▶ [THE TASK]
Below are some entries. Count the lines where "every" appears and state only that number.

▶ [DATA UNDER STUDY]
★ ★ ★

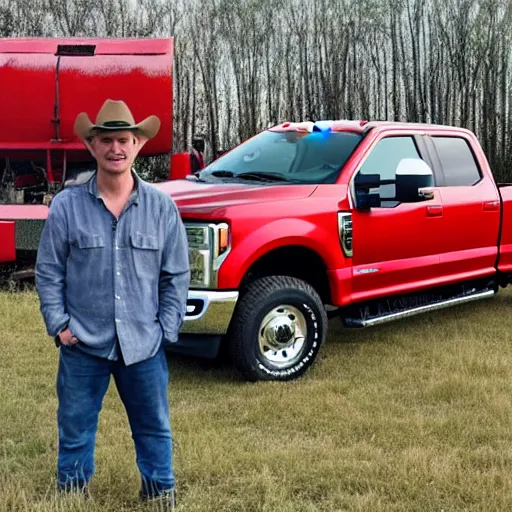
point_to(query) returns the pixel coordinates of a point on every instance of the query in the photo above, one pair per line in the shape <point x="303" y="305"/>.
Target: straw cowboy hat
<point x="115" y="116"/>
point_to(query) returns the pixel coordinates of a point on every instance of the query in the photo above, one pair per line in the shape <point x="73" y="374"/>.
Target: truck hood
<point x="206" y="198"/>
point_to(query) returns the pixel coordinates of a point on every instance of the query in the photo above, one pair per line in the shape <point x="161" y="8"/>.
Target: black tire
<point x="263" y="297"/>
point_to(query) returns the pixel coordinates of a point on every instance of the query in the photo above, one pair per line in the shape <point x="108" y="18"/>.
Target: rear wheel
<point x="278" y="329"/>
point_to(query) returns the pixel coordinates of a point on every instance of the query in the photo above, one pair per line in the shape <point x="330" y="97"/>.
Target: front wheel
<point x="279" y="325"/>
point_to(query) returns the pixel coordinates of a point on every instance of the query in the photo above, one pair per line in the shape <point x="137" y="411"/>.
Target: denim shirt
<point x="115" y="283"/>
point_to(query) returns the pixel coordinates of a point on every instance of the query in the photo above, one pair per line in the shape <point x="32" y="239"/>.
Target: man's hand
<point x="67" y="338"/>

★ ★ ★

▶ [EXERCISE SOLUTION]
7